WHAT YOU NEED TO DO: Repeat the full listing, word for word.

(Stored items)
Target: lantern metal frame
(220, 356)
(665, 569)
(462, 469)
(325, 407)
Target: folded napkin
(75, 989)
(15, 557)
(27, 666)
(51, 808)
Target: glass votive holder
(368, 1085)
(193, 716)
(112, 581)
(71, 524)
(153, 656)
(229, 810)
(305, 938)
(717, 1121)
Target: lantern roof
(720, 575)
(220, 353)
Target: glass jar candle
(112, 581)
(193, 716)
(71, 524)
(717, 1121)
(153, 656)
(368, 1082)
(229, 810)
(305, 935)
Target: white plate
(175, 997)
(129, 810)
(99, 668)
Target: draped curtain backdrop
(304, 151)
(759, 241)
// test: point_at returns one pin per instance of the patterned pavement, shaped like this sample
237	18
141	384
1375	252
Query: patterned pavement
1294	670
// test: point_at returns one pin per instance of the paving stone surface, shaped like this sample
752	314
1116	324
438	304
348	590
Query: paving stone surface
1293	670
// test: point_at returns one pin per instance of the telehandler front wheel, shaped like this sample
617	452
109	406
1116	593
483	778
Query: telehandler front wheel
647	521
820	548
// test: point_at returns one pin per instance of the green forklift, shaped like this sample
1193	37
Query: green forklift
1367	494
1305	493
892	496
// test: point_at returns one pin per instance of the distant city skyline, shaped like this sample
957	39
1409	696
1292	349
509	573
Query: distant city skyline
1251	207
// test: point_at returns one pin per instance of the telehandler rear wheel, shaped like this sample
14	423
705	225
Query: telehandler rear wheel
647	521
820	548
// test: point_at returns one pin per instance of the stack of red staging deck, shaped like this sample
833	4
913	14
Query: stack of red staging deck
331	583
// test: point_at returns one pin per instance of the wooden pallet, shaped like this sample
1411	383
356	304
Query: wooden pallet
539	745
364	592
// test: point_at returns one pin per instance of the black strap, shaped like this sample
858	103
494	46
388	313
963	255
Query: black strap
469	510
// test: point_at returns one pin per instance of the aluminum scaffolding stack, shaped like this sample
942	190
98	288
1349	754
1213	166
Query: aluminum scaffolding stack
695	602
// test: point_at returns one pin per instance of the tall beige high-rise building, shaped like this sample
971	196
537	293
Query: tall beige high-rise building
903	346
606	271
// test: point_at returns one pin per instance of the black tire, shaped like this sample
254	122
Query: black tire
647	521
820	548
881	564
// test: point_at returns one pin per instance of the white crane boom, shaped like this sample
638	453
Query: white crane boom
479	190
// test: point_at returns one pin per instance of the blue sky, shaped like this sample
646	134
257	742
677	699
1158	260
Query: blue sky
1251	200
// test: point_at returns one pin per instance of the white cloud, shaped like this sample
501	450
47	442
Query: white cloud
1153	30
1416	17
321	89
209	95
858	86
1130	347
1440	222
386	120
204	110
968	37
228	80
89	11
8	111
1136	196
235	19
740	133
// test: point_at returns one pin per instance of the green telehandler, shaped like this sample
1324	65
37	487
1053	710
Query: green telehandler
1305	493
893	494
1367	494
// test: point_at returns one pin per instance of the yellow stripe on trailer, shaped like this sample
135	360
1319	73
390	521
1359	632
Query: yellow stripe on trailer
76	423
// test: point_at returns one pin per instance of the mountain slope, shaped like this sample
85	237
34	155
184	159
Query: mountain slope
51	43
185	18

IN RESPONSE:
Target: lantern metal frame
(220, 356)
(665, 569)
(462, 469)
(325, 407)
Target: folded napkin
(75, 989)
(15, 557)
(27, 666)
(51, 808)
Target: glass votive holder
(368, 1085)
(193, 716)
(112, 581)
(71, 524)
(153, 656)
(229, 810)
(305, 938)
(717, 1121)
Target: lantern roof
(720, 575)
(220, 353)
Target: glass jar candle
(112, 581)
(193, 716)
(71, 524)
(717, 1121)
(153, 656)
(368, 1082)
(229, 810)
(305, 935)
Target: white plate
(175, 997)
(129, 810)
(99, 668)
Target: draped curtain backdrop
(304, 151)
(759, 241)
// test: point_at returns one pin per instance of the patterned pavement, shaped like this sample
237	18
141	384
1375	252
Query: patterned pavement
1294	670
// test: point_at returns one pin per instance of the paving stone surface, shaped like this sample
752	314
1116	324
438	304
348	590
Query: paving stone surface
1293	670
// test: point_at returns one pin per instance of the telehandler front wheel, shaped like this sample
617	452
109	406
1116	593
483	778
Query: telehandler front wheel
647	521
820	548
// test: point_at returns one pin per instance of the green forklift, shaped like this sample
1193	37
Query: green forklift
1367	494
1305	493
892	496
// test: point_at returns one pin per instance of the distant city skyline, shaped like this sample
957	39
1409	696
1292	349
509	573
Query: distant city skyline
1251	207
// test: point_at returns one pin per instance of the telehandler rear wheel, shaped like this sample
14	423
705	225
Query: telehandler rear wheel
647	521
820	548
// test: point_at returns one pin per instance of the stack of red staging deck, shaped like this sample
833	4
913	14
Query: stack of red staging deck
331	583
// test: point_at returns one pin per instance of the wooden pallet, shaped like this sample
1411	383
356	304
Query: wooden pallet
539	745
364	592
// test: point_at returns one pin per instance of the black strap, shaped like this sample
858	103
494	46
388	313
963	255
Query: black strap
469	510
// test: point_at returns one pin per instance of the aluminum scaffolding stack, shaped like this sample
942	190
98	288
1349	754
1213	166
Query: aluminum scaffolding stack
695	602
// test: point_at returns one pin per instance of the tall beige high-rise building, shaped like this sample
971	196
537	293
Query: tall beige high-rise building
903	346
606	271
// test: point_at returns one pin per instance of the black tire, shaped like this sample
254	122
Query: black tire
647	521
820	548
881	564
// test: point_at returns one pin per instance of the white crane boom, shaped like this sample
638	453
Query: white crane boom
479	190
// test: point_at returns one pin per instance of the blue sky, shaped like this sample
646	134
257	742
677	699
1158	260
Query: blue sky
1251	200
// test: point_at returns one pin per instance of the white cloud, shaped like this sample
501	450
47	442
Query: white cloud
1153	30
1416	17
321	89
209	95
858	86
1130	347
1440	222
386	120
204	110
968	37
228	80
89	11
8	111
1136	196
235	19
740	133
// test: point_at returns one pin per instance of the green telehandler, shaped like this sample
1324	65
37	487
1053	710
Query: green telehandler
1305	493
893	494
1367	494
// test: point_at returns one pin per instance of the yellow stripe on trailer, shaped like this sample
135	360
1319	73
390	521
1359	632
Query: yellow stripe on trailer
76	423
// test: point_at returns one pin per instance of the mountain slope, shaped like this sample
85	237
34	155
184	159
Query: mountain slope
51	43
185	18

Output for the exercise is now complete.